**Текст для чтения**
⁂

1830 – публикация «Басаврюка» в журнале «Отечественные записки».
1831 – I часть «Вечеров на хуторе близ Диканьки»
1832 – II часть «Вечеров…» Оглушительный успех. Сам Гоголь писал, что в типографии за его спиной смеялись факторы (ответственные за набор) – такими забавными этим простым людям показались его истории. (Набоков считает, что это Гоголь тоже сочинил – «Вечера» хороши, но нельзя сказать, что уж очень смешны).
Жизнь Гоголя резко изменилась. Пушкин и Жуковский стали его друзьями (а Николаю Васильевичу только 21 – 23 года, он же еще мальчишка). Сам себя он постепенно стал считать писателем России №2 – после Пушкина. При этом Гоголь полагал, что писатель – это некий духовный вождь нации, указывающий всем и каждому истинный путь. Пока такая ответственность лежит на Пушкине, сам Гоголь может жить и писать относительно спокойно – не он за все в ответе… В это время странности Гоголя, которые позже станут мучительными и болезненными, выливаются более в шуточки и розыгрыши. Его взрослые друзья смотрели на вещи практичнее: хоть Гоголь и гений, но жить-то ему на что-то надо. Учить олигофрена – явно не его уровень. И Гоголя пристраивают на кафедру истории Санкт-Петербургского университета (в должности адъюнкт-профессора – помощника профессора).
1834 – преподавание в университете и попытка написать научный труд – Историю Малороссии (Украины). О том, как Гоголь учил студентов, есть их (студенческие) воспоминания. На первую его лекцию пришли Пушкин и Жуковский с каким-то университетским начальством. Лекция была блистательна, студенты – в восторге. Следующие несколько лекций также были неплохи, хотя блеск в них убывал. Через некоторое время Гоголь позволил себе что-то скучно промямлить, потом пропустил несколько лекций, сказавшись больным… В общем, ему это перестало быть интересным. Если бы Пушкин все время его слушал – да, для Пушкина он бы продолжал стараться, потому что любил его преданно и мнением своего друга-гения очень дорожил. А просто преподавание явно не было его стихией. Как и история, кстати. Гоголь погрузился было в изучение украинской истории, набрал и осмыслил довольно много материалов, но вместо ученой монографии написал «Тараса Бульбу». Тем и закончилась его ученая карьера и педагогическая деятельность. Осталась одна писательская.

⁂

**Строки данных**

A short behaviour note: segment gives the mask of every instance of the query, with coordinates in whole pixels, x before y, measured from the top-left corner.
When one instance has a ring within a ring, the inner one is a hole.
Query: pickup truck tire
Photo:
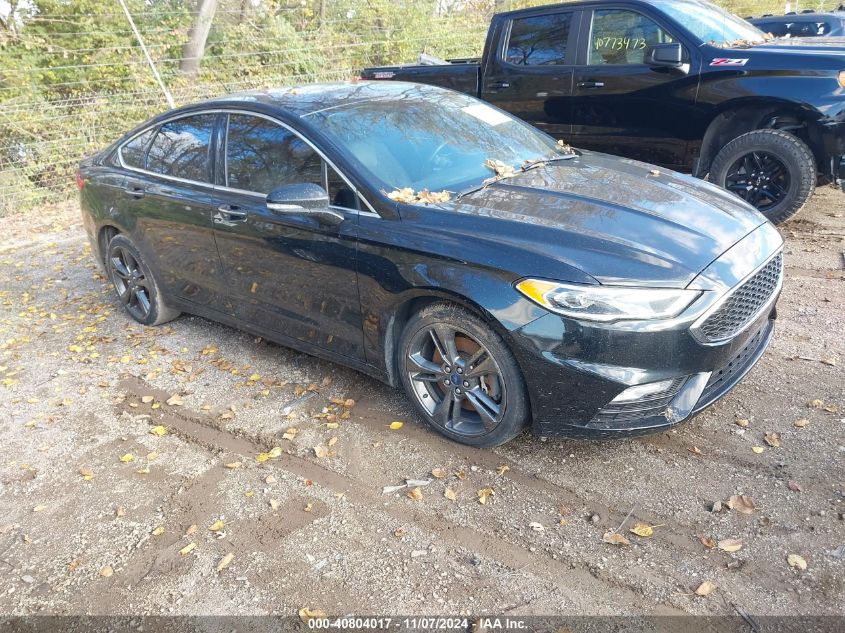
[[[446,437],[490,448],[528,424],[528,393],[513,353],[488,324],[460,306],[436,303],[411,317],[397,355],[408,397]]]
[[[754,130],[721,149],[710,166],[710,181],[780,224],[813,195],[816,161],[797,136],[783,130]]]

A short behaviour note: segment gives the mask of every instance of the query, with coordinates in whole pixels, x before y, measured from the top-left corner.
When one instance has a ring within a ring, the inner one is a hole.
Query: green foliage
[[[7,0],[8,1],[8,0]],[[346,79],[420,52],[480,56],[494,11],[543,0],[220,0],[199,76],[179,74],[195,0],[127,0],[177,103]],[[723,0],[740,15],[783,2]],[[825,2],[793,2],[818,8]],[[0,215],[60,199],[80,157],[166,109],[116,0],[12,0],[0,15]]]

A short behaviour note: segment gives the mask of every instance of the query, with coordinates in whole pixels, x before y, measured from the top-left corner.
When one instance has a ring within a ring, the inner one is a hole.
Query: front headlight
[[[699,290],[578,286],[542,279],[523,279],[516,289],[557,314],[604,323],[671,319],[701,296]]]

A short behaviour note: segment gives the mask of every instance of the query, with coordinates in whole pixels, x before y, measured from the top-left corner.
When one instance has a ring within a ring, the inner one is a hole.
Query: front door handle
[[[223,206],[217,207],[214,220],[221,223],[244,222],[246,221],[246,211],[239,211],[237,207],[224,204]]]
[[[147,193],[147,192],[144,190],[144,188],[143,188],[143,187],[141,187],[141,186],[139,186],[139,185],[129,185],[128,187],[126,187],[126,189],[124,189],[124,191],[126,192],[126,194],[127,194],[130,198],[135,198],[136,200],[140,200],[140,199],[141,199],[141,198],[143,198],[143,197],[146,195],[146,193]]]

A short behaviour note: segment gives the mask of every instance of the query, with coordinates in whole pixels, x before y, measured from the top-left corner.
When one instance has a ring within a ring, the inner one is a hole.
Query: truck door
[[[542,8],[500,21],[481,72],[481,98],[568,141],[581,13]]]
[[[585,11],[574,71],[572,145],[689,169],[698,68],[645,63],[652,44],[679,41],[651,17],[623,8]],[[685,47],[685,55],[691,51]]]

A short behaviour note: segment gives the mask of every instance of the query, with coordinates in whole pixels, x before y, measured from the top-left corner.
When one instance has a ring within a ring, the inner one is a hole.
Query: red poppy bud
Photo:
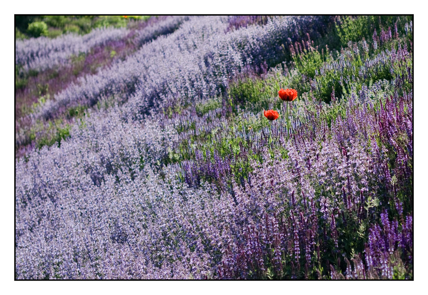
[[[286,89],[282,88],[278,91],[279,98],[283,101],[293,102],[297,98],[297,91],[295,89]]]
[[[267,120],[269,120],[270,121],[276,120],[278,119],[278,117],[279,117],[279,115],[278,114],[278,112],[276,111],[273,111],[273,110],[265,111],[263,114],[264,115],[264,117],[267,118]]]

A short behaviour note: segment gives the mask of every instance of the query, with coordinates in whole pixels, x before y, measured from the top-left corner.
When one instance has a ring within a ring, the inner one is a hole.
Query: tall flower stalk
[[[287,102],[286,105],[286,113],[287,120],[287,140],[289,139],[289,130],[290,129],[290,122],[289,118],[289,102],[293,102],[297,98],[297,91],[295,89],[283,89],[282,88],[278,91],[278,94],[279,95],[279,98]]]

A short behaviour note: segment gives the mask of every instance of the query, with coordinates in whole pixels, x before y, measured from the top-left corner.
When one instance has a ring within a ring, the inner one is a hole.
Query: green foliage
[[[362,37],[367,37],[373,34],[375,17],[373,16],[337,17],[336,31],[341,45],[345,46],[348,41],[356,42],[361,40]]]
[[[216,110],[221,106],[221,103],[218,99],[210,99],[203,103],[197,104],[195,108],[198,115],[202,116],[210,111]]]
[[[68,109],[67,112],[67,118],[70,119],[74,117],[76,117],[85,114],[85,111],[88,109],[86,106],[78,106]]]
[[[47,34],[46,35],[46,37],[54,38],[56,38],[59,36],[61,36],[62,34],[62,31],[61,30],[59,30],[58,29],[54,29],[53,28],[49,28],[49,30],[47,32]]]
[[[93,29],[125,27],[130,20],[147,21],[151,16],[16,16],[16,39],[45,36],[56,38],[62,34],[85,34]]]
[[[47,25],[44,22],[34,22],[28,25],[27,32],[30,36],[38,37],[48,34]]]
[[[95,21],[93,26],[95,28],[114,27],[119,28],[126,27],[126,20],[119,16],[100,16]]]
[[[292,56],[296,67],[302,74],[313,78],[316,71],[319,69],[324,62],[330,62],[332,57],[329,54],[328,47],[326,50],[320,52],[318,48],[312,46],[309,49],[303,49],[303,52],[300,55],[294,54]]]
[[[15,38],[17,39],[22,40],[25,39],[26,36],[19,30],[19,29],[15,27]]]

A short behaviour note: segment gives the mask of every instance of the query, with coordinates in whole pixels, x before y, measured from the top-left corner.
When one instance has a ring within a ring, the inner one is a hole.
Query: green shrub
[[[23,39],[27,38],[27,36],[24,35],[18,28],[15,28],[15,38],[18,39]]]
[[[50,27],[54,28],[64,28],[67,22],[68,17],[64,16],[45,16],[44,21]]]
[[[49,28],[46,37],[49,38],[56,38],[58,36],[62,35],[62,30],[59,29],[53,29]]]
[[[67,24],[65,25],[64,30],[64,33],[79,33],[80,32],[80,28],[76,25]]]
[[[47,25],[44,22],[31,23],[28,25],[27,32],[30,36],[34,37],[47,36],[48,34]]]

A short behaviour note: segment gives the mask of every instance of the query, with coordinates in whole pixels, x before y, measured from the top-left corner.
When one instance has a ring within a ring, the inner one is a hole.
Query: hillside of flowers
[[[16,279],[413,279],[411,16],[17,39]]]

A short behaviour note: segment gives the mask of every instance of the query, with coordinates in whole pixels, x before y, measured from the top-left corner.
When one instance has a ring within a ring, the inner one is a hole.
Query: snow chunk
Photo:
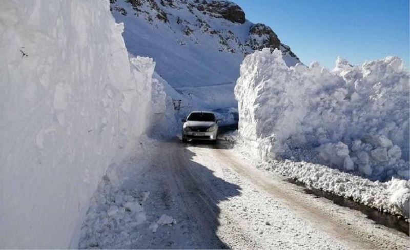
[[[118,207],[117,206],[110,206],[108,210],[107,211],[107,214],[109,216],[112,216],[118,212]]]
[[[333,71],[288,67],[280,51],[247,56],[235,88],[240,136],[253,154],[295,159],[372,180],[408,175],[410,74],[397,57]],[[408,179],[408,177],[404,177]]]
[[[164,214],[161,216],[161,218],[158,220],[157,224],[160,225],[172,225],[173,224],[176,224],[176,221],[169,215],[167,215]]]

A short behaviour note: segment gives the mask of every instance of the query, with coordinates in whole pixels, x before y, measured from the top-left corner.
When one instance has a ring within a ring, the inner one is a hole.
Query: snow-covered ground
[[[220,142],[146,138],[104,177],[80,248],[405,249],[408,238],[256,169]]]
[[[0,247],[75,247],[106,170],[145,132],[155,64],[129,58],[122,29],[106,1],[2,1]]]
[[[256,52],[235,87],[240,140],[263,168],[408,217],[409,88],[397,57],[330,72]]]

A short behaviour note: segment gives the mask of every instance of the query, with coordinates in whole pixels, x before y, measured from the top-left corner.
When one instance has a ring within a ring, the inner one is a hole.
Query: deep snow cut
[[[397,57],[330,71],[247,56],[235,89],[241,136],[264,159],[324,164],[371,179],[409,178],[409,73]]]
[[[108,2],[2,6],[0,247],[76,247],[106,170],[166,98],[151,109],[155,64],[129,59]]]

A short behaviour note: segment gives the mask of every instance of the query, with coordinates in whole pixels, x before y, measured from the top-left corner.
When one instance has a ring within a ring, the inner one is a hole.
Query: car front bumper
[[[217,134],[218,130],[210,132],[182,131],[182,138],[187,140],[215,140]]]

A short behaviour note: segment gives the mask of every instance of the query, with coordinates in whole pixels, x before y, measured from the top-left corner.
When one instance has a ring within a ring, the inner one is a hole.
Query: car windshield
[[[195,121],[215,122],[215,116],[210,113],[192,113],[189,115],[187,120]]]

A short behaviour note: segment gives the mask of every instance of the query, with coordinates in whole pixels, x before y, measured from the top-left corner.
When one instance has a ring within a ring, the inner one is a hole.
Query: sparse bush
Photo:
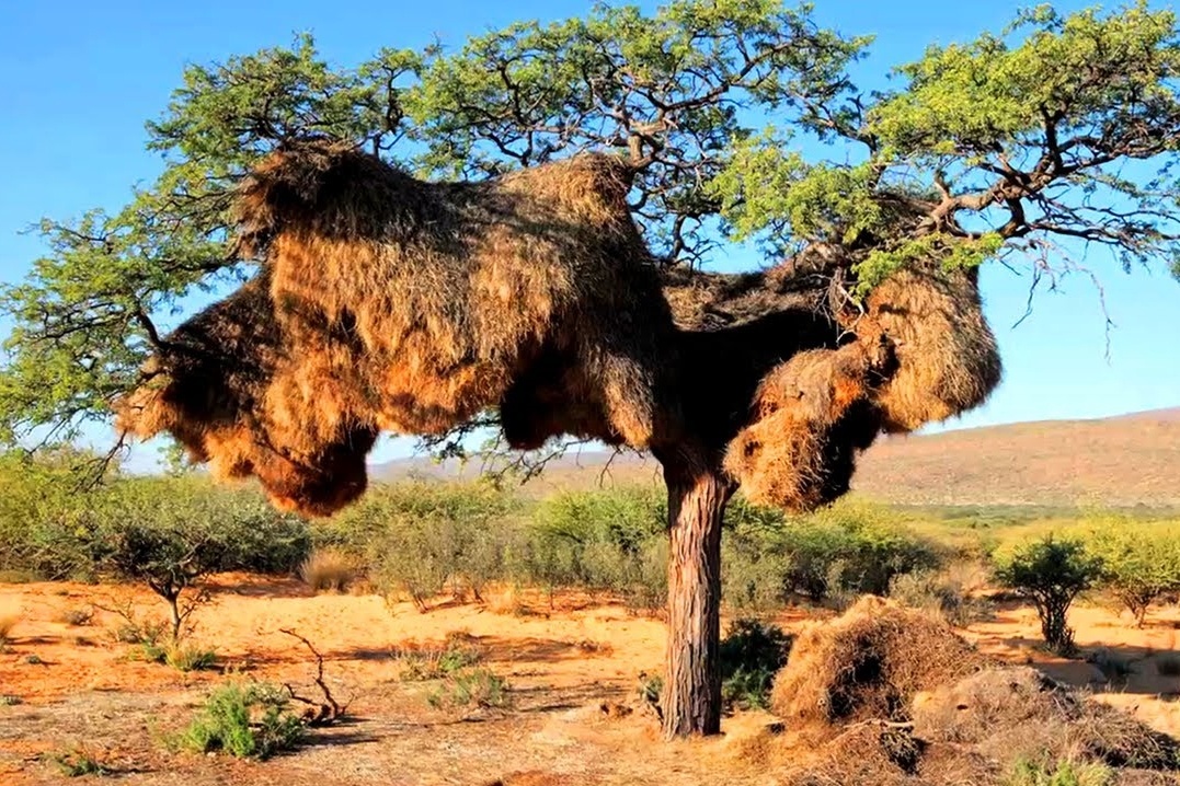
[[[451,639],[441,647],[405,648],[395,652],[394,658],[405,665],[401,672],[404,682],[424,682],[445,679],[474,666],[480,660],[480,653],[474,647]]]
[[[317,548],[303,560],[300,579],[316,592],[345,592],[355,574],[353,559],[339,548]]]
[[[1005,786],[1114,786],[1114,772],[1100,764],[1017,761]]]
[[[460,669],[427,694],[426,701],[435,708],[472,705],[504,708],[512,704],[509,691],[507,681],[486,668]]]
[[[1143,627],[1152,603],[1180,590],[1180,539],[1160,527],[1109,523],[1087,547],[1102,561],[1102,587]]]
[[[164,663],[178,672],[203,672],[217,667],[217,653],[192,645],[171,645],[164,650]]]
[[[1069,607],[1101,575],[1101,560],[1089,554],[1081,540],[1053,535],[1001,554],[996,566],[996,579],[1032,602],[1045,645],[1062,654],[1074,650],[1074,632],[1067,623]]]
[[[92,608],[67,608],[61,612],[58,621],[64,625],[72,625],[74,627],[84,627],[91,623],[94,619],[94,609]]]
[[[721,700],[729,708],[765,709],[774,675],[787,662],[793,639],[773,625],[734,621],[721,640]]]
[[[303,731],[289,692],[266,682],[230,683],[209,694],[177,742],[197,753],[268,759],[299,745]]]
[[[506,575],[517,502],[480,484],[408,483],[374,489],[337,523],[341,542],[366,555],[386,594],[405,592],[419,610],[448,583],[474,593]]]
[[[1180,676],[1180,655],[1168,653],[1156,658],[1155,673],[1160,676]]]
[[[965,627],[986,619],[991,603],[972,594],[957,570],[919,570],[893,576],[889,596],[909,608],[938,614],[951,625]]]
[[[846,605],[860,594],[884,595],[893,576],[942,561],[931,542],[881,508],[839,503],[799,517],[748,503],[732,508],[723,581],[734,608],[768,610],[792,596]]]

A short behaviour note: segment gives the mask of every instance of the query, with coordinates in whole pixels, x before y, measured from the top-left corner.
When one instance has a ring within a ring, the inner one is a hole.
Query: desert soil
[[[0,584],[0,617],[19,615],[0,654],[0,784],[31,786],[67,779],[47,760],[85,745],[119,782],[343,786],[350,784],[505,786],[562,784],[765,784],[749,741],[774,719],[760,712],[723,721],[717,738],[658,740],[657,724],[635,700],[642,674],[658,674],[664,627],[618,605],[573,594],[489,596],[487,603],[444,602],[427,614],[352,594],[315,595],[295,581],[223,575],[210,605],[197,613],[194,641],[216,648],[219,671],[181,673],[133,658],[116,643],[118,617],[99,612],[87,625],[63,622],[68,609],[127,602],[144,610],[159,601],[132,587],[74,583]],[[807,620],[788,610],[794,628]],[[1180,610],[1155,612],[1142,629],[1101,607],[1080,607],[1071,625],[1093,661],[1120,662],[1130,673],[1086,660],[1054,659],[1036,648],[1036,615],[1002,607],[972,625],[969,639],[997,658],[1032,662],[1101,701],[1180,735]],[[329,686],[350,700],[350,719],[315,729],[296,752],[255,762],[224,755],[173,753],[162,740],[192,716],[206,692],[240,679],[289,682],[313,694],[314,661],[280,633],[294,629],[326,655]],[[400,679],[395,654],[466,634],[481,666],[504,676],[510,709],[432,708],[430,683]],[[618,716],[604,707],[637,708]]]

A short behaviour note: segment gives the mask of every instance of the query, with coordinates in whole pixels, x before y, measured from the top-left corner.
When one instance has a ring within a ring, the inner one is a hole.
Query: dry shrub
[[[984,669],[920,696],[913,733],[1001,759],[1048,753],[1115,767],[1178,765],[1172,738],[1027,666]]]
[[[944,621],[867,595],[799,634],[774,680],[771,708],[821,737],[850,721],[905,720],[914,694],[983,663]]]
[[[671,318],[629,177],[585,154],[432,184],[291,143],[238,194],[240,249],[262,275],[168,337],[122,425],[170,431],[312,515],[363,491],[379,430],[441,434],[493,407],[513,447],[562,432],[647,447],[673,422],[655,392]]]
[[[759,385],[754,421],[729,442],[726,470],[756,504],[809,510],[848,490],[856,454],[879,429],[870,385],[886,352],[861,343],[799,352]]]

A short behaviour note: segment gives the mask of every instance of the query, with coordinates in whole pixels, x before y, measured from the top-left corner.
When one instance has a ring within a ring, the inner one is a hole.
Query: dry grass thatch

⁂

**Задачи для работы**
1. Пожалуйста, продублируйте фрагмент текста о Гоголе, начиная со слов «1832 – II часть» и далее вплоть до слов «уж очень смешны).».
2. На какую кафедру, согласно тексту о Гоголе, его пристроили в должности адъюнкт-профессора?
Строки никак не связаны с текстом о Гоголе.

**Ответы к упражнению**
1.
1832 – II часть «Вечеров…» Оглушительный успех. Сам Гоголь писал, что в типографии за его спиной смеялись факторы (ответственные за набор) – такими забавными этим простым людям показались его истории. (Набоков считает, что это Гоголь тоже сочинил – «Вечера» хороши, но нельзя сказать, что уж очень смешны).

2. На кафедру истории Санкт-Петербургского университета.